# Provided text

=== Begin Enclosure ===

Some Justices rightly took issue with this patchwork approach. Tennessee claims that trans youth are uniquely and categorically unable to consent, even with their guardian’s permission. This would represent yet another carve-out where a stigmatized application of medicine is arbitrarily distinguished from typical consent practices. Justice Sotomayor pointedly critiqued Tennessee’s argument, asking why a boy with unwanted hair growth who “gets laughed at and picked on [because] his puberty is coming in too early” can access a hormonal treatment while someone assigned female at birth cannot access the same treatments because their breasts are developing and causing analogous distress.
Here, we stand to learn something from trans youth and society’s discomfort with recognizing their autonomy: that determining whether all youth can or cannot consent to a treatment is futile. Consent in health care requires an individual, case-by-case evaluation, which means that in some cases, one fourteen-year-old may be deemed able to consent to a treatment, while another fourteen-year-old may be deemed unable. Responsible providers assess each patient’s and their family’s understanding of the risks and benefits of an intervention, grasp of how it will affect different elements of the patient’s life, and strategies for support. Far from being specific to gender-affirming care, this standard applies to virtually all areas of medicine. This is why most Canadian provinces have no medical age of consent for treatment, but instead recognize that each young person’s capacity to consent to treatment must be assessed by their provider.

=== End Enclosure ===

# Data listing
=== Begin Enclosure ===

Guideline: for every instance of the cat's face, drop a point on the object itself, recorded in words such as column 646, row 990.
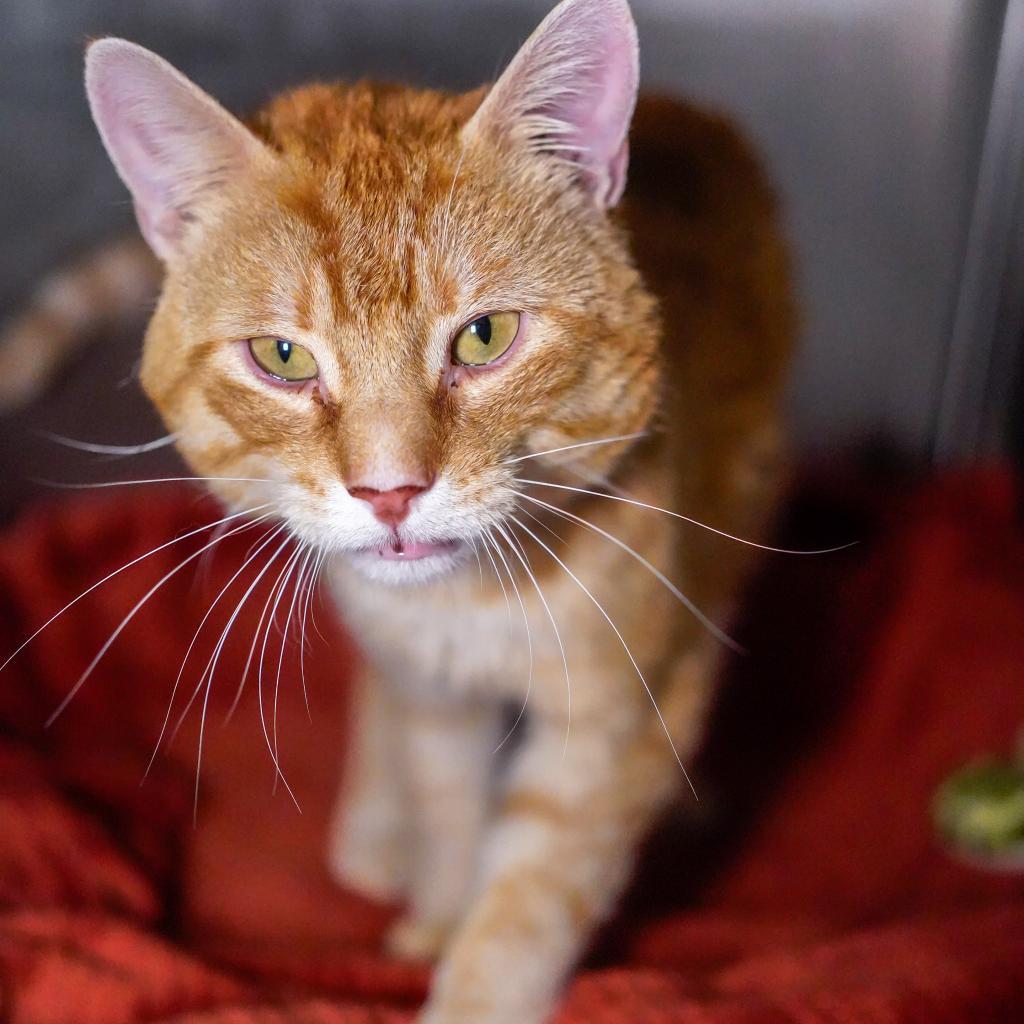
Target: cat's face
column 387, row 298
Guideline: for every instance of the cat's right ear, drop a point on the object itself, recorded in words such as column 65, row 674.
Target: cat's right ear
column 173, row 145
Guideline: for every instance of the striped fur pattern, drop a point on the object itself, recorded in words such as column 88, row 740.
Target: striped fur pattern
column 369, row 223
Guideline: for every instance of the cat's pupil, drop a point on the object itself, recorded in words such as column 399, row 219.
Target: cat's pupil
column 481, row 329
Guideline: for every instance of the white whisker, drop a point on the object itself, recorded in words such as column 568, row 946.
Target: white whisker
column 686, row 518
column 498, row 577
column 131, row 614
column 622, row 640
column 110, row 576
column 199, row 745
column 524, row 561
column 267, row 538
column 254, row 550
column 529, row 647
column 705, row 621
column 124, row 450
column 284, row 643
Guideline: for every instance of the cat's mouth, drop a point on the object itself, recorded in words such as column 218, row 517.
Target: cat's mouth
column 411, row 551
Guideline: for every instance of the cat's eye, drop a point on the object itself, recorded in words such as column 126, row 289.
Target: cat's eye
column 485, row 339
column 283, row 359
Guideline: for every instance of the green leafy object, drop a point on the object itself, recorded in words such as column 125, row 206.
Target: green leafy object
column 979, row 810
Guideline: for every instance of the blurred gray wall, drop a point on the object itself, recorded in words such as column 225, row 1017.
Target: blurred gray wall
column 870, row 114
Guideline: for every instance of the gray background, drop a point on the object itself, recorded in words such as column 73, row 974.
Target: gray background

=== End Enclosure ===

# Prompt
Continue the text on trans youth and medical consent from its last sentence. The rows have nothing to do with the text on trans youth and medical consent.

# Reply
This is not to say that treatment is offered without scrutiny in these jurisdictions. It simply means that legislators recognize that health care providers—who are able to assess each patient, speak with their guardians, and consider their unique context—are better positioned to make individual decisions about a patient’s capacity than legislators who will never meet them.
Young people, when treated as active participants in their care, can be supported to understand all the risks and benefits of the treatment they seek and make informed decisions, often in collaboration with their guardians. But laws like SB1 cut off opportunities to actively involve young people and their guardians in these decisions, instead casting aside the responsible notion of case-by-case treatment and permitting state overreach.
The Justices’ squeamishness with line-drawing reflects that courts are not well-equipped to rule absolutely over matters of pediatric medicine—but neither is the Tennessee legislature. When laws like SB1 seek to impose a singular and inflexible line for when essential health care options should be forbidden from transgender youth, courts must respond rather than abdicate their duty to protect equal rights.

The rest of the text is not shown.